## ACTIONS TO TAKE
1) For the networking exercises text, decide whether each statement below agrees with it, answering yes or no and quoting the words that settle it. (a) Each link in the circuit-switched network has 4 circuits. (b) If all connections are between switches A and C, at most 16 can be in progress at once. (c) In the car-caravan problem, the tollbooths are 100 km apart.
2) Using the networking exercises text, answer each question below on its own line.
(a) How many simultaneous connections can the whole network support at most?
(b) At what rate does a tollbooth service cars?
(c) How many cars are in the caravan?
3) Rewrite the part of the networking exercises text from "Thus, this network" to "connections through D.", changing "connections" to "calls" wherever it appears.

## EXCERPTED TEXT
--- begin ---

所以每過$\rm \dfrac{L}{R}$ 時間,packet 會到下一個 link
而因為是 back-to-back,最後的 packet 要等前面的都送出去,因此要多等$\rm (P - 1)*\dfrac{L}{R}$
:::
<br>
## P4
**Consider the circuit-switched network in Figure 1.13. Recall that there are 4 circuits on each link. Label the four switches A, B, C, and D, going in the clockwise direction.(左上順時針開始分別是A,B,C,D)**
### (a.)
**What is the maximum number of simultaneous connections that can be in progress at any one time in this network?**
:::success
We can have 4 connections between the upper left switch and the upper right switch.
Similarly, we can have 4 connections between each of the 3 other pairs of switches.
Thus, this network can support up to 16 simultaneous connections.
:::
### (b.)
**Suppose that all connections are between switches A and C. What is the maximum number of simultaneous connections that can be in progress?**
:::success
We can have 4 connections passing through the switch in the upper-right-hand corner and another 4 connections passing through the switch in the lower-left-hand corner, giving a total of 8 connections.
:::
### (c.)
**Suppose we want to make four connections between switches A and C, and another four connections between switches B and D. Can we route these calls through the four links to accommodate all eight connections?**
:::success
For the connections between A and C, we route two connections through B and two connections through D.
For the connections between B and D, we route two connections through A and two connections through C.
In this manner, there are at most 4 connections passing through any link and all eight connections are accommodated.
:::
<br>
## P5
**Review the car-caravan analogy in Section 1.4. Assume a propagation speed of 100 km/hour. Tollbooths are 75 km apart, and the cars propagate at 100km/hr. A tollbooth services a car at a rate of one car every 12 seconds. There are 10 cars.**
### (a.)
**Suppose the caravan travels 150 km, beginning in front of one tollbooth, passing through a second tollbooth, and finishing just after a third tollbooth. What is the end-to-end delay?**
:::success
Propagation speed = 100 (km/hr), Distance between tollbooth = 75 (km)

--- end ---

## Stored items
--- begin ---

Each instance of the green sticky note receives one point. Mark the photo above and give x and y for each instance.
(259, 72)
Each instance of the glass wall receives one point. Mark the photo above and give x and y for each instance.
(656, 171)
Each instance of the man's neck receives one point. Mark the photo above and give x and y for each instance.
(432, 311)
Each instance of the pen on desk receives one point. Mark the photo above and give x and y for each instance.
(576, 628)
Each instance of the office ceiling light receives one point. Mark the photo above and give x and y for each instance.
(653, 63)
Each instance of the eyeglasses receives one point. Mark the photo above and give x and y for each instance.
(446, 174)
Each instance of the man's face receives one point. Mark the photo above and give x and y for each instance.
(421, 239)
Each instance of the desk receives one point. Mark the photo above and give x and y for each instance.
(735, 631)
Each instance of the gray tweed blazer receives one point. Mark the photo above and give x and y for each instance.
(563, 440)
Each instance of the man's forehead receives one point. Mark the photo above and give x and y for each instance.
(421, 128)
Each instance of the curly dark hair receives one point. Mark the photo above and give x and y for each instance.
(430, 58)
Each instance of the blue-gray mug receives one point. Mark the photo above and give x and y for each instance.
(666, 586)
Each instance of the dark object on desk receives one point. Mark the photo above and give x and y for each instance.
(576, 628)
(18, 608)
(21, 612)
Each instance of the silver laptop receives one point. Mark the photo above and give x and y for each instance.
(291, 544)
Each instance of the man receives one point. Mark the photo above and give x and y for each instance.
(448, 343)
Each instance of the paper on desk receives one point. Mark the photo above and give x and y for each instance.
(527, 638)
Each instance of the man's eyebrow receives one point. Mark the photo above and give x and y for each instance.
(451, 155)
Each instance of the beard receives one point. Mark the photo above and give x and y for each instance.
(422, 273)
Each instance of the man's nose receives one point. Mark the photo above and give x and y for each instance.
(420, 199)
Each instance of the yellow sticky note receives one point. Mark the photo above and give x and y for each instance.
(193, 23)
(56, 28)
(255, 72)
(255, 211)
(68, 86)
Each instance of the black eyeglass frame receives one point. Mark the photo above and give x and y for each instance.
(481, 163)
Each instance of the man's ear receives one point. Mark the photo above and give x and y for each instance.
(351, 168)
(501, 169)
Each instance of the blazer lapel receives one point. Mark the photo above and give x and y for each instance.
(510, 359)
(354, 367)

--- end ---

## SOLUTIONS BY TASK
1)
(a) Yes: "Recall that there are 4 circuits on each link."
(b) No: "giving a total of 8 connections."
(c) No: "Tollbooths are 75 km apart"

2)
(a) Up to 16 simultaneous connections.
(b) One car every 12 seconds.
(c) 10 cars.

3)
Thus, this network can support up to 16 simultaneous calls.
:::
### (b.)
**Suppose that all calls are between switches A and C. What is the maximum number of simultaneous calls that can be in progress?**
:::success
We can have 4 calls passing through the switch in the upper-right-hand corner and another 4 calls passing through the switch in the lower-left-hand corner, giving a total of 8 calls.
:::
### (c.)
**Suppose we want to make four calls between switches A and C, and another four calls between switches B and D. Can we route these calls through the four links to accommodate all eight calls?**
:::success
For the calls between A and C, we route two calls through B and two calls through D.